WHAT TO WORK ON |
• a. In the passage about the ventriloquist Travis, which publication called him one of the best known ventriloquists of the old school?
• b. Transcribe the passage about the ventriloquist Travis, everything from "Travis performed widely" down to "finishing touches himself.".
• c. Go on with the passage about the ventriloquist Travis, picking up after its last sentence.

Travis performed widely throughout the British Isles, performing alongside music hall greats such as Marie Lloyd and Dan Leno. Performing at many of the prestigious music halls of his time including the Paragon Theatre, The Folly Theatre, Royal Cambridge Hall of Varieties, Camberwell Palace of Varieties, Glasgow Gaiety Theatre, Brighton Aquarium, and the Alhambra Theatre of Variety.

It was claimed on his behalf that he was the originator of the feats of smoking and drinking while talking in a ventriloquial scena. While ventriloquising, Travis maintained immobile lips throughout and according to the ‘Performer’ was one of the best known ventriloquists of the old school. His figures were crafted to his instructions and specifications and came to him in a basic state where he did all of the finishing touches himself.

DATA |

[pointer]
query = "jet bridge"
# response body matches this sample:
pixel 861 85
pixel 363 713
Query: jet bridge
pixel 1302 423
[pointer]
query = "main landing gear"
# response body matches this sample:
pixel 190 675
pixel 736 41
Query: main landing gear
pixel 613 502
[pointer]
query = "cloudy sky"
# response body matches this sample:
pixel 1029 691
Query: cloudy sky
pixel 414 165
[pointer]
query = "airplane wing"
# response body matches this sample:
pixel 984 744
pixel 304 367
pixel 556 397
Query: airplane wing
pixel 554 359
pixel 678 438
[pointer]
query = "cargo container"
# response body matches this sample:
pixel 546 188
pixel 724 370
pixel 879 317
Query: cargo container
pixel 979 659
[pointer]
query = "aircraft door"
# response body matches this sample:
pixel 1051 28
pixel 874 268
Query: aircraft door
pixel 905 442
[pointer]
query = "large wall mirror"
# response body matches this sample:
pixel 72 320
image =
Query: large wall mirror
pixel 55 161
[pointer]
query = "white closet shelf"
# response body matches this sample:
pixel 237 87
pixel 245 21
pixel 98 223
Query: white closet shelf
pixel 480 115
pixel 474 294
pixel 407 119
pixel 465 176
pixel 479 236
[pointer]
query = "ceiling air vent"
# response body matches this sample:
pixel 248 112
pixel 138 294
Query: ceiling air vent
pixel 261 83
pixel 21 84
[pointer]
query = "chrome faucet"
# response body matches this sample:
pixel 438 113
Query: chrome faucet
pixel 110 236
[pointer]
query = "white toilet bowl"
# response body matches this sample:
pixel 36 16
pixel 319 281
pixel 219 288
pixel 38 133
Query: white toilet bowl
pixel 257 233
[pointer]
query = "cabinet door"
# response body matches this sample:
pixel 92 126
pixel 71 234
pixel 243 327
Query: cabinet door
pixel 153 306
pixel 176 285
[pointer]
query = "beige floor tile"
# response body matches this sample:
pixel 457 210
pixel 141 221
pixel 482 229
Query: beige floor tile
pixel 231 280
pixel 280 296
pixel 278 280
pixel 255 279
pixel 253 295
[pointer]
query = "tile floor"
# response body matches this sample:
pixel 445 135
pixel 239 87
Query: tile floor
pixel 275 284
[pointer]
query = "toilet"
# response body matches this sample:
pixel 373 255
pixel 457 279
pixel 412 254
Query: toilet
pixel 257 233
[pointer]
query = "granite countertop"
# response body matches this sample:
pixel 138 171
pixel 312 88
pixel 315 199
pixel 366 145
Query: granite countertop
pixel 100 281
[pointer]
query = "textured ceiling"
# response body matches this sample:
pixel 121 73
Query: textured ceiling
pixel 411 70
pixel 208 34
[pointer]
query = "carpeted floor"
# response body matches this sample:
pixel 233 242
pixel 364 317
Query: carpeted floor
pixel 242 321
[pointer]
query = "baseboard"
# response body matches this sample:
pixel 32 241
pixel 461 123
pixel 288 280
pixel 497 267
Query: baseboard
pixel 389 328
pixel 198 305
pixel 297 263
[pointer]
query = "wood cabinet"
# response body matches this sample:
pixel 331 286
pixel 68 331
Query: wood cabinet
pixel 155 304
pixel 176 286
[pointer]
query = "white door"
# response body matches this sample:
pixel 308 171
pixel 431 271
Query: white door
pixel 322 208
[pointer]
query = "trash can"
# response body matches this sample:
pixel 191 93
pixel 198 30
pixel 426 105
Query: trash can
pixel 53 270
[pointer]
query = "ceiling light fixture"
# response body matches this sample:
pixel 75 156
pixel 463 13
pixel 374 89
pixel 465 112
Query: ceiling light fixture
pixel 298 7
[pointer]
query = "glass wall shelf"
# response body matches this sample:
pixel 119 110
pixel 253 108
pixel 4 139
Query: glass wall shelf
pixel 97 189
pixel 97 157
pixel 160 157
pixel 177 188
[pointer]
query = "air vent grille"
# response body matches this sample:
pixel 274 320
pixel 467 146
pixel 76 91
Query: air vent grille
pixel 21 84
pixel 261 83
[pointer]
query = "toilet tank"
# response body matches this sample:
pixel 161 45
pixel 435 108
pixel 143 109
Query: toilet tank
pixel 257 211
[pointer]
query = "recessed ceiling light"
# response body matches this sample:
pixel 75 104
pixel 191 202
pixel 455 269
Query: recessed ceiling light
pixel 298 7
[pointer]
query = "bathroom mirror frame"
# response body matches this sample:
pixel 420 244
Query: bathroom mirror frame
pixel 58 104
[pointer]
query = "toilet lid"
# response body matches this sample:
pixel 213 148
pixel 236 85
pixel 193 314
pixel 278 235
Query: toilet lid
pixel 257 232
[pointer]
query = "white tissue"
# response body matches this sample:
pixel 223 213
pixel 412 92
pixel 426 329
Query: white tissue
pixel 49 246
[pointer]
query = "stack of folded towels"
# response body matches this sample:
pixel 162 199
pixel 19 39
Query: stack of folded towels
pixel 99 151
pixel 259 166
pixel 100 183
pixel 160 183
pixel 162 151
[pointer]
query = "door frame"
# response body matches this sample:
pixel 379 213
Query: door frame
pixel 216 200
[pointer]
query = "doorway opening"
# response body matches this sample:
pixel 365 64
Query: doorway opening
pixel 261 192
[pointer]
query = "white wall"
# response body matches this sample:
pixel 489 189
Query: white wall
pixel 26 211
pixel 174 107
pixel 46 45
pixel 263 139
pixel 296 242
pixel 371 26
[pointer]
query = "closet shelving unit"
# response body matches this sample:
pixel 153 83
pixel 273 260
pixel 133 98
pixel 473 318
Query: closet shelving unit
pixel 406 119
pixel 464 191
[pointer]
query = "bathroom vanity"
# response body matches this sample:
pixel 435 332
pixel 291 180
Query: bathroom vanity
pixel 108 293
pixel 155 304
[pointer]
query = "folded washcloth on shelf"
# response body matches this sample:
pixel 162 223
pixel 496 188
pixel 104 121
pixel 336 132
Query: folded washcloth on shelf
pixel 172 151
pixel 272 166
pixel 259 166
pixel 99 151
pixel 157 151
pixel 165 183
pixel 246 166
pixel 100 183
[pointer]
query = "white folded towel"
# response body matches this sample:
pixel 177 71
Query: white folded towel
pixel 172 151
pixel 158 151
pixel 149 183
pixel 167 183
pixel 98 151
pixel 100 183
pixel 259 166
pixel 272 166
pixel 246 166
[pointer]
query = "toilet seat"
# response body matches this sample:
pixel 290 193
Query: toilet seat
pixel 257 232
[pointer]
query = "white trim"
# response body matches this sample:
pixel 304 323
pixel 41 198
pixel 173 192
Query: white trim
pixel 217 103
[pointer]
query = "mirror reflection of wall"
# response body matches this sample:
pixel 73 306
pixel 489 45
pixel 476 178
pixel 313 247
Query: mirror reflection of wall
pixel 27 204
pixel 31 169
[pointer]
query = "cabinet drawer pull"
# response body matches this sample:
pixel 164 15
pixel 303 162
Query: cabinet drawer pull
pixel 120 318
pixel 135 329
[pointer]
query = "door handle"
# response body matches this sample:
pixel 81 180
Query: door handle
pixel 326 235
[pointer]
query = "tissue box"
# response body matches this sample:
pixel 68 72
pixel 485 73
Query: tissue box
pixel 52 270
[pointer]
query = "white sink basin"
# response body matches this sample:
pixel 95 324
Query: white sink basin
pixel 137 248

ANSWERS FOR EACH ITEM |
• a. The 'Performer'.

• b.
Travis performed widely throughout the British Isles, performing alongside music hall greats such as Marie Lloyd and Dan Leno. Performing at many of the prestigious music halls of his time including the Paragon Theatre, The Folly Theatre, Royal Cambridge Hall of Varieties, Camberwell Palace of Varieties, Glasgow Gaiety Theatre, Brighton Aquarium, and the Alhambra Theatre of Variety.

It was claimed on his behalf that he was the originator of the feats of smoking and drinking while talking in a ventriloquial scena. While ventriloquising, Travis maintained immobile lips throughout and according to the ‘Performer’ was one of the best known ventriloquists of the old school. His figures were crafted to his instructions and specifications and came to him in a basic state where he did all of the finishing touches himself.

• c.
After a break from the Music Halls he was introduced to Dick Warner a leading variety agent in England who persuaded him to resume work and he opened at the Royal Aquarium that afternoon. Warner & Co being his agent from this point on.

Upon accepting an engagement at the Theatre Royal, he met his first wife Betsy Tate (1854–1907). They married on the 31st of August 1874 in the Isle of Man.

Travis taught his wife the art of ventriloquism, making her debut at the Folies Bergère in Paris as Madeline Rosa, billing herself as the ‘world's first lady ventriloquist’. In her act she skillfully manipulated six figures and received favourable reviews.

A huge favourite in Australia touring from 1898 to 1899 in the Tivoli circuit established by Harry Rickards. He also toured the United States twice, each of 36 weeks duration.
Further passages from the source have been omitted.